## begin

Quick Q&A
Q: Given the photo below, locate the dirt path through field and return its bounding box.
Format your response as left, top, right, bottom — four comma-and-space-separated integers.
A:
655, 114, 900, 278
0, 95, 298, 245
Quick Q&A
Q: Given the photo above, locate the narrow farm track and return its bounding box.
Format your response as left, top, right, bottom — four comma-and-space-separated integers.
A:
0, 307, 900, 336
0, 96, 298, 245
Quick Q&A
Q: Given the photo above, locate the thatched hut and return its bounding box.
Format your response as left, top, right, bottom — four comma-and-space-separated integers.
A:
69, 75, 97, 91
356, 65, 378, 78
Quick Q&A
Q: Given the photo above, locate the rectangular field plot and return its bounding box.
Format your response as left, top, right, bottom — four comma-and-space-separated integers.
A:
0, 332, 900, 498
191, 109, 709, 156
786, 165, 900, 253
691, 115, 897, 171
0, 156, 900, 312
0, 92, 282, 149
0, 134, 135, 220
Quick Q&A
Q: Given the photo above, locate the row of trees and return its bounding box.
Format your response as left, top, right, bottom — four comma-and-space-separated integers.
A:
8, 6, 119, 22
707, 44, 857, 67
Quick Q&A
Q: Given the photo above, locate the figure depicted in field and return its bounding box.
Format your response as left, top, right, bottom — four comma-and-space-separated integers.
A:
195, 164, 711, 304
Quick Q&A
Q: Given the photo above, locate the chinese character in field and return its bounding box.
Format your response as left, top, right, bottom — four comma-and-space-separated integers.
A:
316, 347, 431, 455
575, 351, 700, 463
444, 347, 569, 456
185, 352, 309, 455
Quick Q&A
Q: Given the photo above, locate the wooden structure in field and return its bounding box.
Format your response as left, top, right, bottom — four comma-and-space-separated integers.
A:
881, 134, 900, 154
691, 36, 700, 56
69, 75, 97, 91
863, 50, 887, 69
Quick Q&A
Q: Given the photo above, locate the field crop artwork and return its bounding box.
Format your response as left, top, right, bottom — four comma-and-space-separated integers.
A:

## end

Output every line of the data above as a JSON list of strings, one string per line, leaving out blank lines.

[
  "Quick Q&A",
  "Q: Given the photo below, locate the dirt path through field and return its bounding box.",
  "Format your response as left, top, right, bottom — four comma-and-space-separated integers.",
  "A:",
  "655, 114, 900, 278",
  "0, 95, 298, 245",
  "Quick Q&A",
  "Q: Given the photo above, locate the narrow farm track and return its bounding box.",
  "Format your response as left, top, right, bottom — four comma-and-space-separated integers.",
  "A:",
  "0, 307, 900, 336",
  "0, 96, 298, 245",
  "Quick Q&A",
  "Q: Given the photo above, locate the thatched hut and return its bounding box.",
  "Format your response as left, top, right, bottom — four comma-and-space-separated integers.",
  "A:",
  "69, 75, 97, 91",
  "356, 65, 378, 78",
  "Quick Q&A",
  "Q: Given the photo above, locate the rectangular field plot and return its bounding box.",
  "Format your response as left, top, right, bottom — four comma-and-space-separated integers.",
  "A:",
  "0, 332, 900, 498",
  "191, 109, 709, 156",
  "786, 165, 900, 253",
  "691, 115, 897, 171",
  "0, 156, 900, 312",
  "0, 92, 282, 149",
  "0, 134, 135, 220",
  "Quick Q&A",
  "Q: Given the photo above, locate the row of trees and return its bounding box.",
  "Format your response as left, top, right, bottom — four comma-and-space-separated integers.",
  "A:",
  "8, 6, 119, 22",
  "707, 44, 857, 67",
  "Quick Q&A",
  "Q: Given the photo above, locate the figure depicted in field and return its bounding box.",
  "Format your response as left, top, right, bottom — four comma-and-space-separated integers.",
  "A:",
  "195, 164, 711, 304",
  "Quick Q&A",
  "Q: Given the photo above, locate the chinese character in field and return its bounding box.",
  "Format your response as left, top, right, bottom — four comma-and-space-separated integers.",
  "A:",
  "316, 347, 431, 455",
  "575, 351, 700, 463",
  "444, 347, 569, 456",
  "185, 352, 309, 455",
  "Quick Q&A",
  "Q: Given the photo above, locate the wooden structure in field and return its bounding box.",
  "Format your response as left, top, right, bottom — four comma-and-space-separated integers.",
  "A:",
  "881, 134, 900, 154",
  "691, 36, 700, 56",
  "69, 75, 97, 91",
  "863, 50, 887, 69",
  "Quick Q&A",
  "Q: Given the photo above, locate the field crop artwork and return its bounding box.",
  "Format your response as left, top, right, bottom — four comma-and-space-separated integers.",
  "A:"
]